Point-per-instance localization data:
>>>>>
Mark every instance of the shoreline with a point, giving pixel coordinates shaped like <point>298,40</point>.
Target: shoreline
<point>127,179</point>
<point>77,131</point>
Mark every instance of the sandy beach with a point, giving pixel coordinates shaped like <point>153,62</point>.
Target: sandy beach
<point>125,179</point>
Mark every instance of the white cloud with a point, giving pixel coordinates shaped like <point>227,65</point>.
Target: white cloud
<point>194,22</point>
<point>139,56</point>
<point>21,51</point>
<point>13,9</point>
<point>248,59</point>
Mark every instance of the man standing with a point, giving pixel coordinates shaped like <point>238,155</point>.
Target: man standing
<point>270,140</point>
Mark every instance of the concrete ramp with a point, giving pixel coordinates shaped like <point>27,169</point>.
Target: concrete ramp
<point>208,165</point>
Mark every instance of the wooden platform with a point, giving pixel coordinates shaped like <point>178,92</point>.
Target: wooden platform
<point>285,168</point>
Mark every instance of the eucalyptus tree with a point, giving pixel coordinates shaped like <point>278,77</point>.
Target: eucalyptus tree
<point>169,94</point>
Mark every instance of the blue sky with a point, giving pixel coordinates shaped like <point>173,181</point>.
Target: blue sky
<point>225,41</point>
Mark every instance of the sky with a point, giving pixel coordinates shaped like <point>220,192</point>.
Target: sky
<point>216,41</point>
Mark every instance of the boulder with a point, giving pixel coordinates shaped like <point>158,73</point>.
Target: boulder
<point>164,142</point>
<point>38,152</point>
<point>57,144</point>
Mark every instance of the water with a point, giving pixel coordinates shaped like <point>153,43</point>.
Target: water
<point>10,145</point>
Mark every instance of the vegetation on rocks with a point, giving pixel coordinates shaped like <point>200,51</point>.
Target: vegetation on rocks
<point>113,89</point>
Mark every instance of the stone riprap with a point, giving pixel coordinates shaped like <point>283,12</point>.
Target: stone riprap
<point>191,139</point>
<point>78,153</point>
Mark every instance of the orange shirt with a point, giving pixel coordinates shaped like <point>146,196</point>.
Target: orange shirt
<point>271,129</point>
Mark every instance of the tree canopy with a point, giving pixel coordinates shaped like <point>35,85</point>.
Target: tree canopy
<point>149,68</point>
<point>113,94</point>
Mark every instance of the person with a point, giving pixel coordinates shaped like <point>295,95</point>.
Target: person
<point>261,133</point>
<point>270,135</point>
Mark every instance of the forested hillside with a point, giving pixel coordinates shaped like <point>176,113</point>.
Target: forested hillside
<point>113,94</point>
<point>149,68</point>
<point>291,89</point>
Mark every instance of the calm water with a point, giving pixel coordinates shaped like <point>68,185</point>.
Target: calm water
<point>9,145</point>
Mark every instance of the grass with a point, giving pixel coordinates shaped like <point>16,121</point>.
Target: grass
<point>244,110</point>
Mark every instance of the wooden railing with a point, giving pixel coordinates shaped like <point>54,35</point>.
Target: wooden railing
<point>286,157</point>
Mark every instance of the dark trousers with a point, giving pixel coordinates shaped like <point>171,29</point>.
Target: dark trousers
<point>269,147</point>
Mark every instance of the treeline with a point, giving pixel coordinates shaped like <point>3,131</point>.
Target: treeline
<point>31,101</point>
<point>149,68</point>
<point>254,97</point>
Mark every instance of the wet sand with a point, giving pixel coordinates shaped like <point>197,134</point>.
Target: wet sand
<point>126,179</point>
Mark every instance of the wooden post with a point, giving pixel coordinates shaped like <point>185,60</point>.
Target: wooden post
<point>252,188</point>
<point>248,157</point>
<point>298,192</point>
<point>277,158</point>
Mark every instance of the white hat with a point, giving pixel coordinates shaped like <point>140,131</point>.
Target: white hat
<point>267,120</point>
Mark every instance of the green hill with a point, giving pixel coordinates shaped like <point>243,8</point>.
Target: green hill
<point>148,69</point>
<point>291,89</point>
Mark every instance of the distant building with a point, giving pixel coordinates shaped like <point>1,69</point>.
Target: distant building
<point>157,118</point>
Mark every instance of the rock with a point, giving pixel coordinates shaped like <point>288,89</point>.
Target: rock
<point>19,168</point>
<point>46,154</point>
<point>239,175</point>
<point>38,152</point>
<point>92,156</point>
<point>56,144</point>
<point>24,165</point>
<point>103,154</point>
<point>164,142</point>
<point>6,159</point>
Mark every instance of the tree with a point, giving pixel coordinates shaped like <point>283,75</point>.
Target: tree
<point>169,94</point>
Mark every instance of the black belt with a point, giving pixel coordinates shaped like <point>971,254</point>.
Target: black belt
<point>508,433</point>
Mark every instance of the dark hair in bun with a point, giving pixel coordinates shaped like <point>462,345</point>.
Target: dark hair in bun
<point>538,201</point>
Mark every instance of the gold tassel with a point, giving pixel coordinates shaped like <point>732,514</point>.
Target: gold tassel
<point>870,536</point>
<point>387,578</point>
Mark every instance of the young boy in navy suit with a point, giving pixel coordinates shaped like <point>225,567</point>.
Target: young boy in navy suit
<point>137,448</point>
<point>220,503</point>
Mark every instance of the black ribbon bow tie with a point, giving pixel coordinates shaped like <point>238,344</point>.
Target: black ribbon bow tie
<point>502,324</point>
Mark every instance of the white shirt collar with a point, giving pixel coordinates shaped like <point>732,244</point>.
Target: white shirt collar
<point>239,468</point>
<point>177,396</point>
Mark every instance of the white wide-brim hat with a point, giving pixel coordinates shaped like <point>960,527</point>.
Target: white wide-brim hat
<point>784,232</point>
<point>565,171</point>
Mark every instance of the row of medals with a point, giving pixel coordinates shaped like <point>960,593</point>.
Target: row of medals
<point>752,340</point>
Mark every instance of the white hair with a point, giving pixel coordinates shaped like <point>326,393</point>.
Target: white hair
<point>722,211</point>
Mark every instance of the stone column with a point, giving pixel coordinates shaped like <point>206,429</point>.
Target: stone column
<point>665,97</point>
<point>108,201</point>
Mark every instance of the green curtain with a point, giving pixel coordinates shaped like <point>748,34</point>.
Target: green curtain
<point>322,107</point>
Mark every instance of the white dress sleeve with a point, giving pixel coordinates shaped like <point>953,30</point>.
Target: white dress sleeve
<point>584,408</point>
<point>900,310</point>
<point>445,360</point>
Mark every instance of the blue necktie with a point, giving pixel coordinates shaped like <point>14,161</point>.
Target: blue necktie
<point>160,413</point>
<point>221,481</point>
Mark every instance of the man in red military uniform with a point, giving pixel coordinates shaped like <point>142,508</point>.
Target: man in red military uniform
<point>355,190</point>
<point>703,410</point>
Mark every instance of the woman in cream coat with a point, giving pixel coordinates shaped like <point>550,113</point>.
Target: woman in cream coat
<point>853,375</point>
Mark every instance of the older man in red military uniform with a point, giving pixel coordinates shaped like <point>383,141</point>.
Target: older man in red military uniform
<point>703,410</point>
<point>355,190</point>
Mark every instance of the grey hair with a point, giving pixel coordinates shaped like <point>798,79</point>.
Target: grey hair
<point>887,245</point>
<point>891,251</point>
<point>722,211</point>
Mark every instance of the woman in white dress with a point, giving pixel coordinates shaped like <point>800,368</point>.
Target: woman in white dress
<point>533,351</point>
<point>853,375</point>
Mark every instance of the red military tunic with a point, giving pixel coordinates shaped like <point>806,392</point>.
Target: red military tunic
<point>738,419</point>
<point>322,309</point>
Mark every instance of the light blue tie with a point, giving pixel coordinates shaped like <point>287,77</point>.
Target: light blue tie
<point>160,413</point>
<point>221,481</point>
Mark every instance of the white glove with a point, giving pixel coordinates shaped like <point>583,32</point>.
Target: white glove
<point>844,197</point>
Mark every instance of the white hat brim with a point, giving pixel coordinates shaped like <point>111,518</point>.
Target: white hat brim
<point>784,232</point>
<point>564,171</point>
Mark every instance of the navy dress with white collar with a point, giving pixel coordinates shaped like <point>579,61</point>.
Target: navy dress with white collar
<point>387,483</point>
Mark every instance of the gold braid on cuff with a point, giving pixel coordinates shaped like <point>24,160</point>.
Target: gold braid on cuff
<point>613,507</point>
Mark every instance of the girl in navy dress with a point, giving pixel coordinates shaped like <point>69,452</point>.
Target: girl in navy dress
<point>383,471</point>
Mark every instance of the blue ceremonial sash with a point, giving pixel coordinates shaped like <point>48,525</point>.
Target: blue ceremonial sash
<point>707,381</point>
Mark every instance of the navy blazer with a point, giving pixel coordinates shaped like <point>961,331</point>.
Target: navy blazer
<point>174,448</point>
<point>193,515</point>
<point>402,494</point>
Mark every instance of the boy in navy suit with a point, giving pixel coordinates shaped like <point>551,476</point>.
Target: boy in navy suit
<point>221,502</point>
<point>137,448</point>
<<<<<
**Action item**
From the records above, quote only the lines running from the line with "Target: white shirt collar" to the line with "Mark every instance of the white dress", both lines included.

**Exercise answer**
Target: white shirt collar
<point>239,468</point>
<point>177,396</point>
Mark every instance of the white wide-brim hat with a point, giving pixel coordinates shaped like <point>960,527</point>.
Target: white wide-brim hat
<point>784,232</point>
<point>565,171</point>
Mark every instance of the row of medals with a point, giving pixel coordinates shaped like <point>960,593</point>.
Target: row of medals
<point>752,340</point>
Mark every instance of the white hair with a point, giving pixel coordinates shaped like <point>326,393</point>.
Target: white hair
<point>722,211</point>
Mark every instance of the stone column with a point, giving pixel coordinates shaped like <point>206,429</point>.
Target: stone column
<point>665,97</point>
<point>108,201</point>
Mark every instance of the green curtain with a point, giving pixel coordinates shaped like <point>748,34</point>.
Target: green curtain
<point>322,107</point>
Mark every instance of the white dress sleeve with a point, giving pixel coordinates shaped like <point>953,30</point>.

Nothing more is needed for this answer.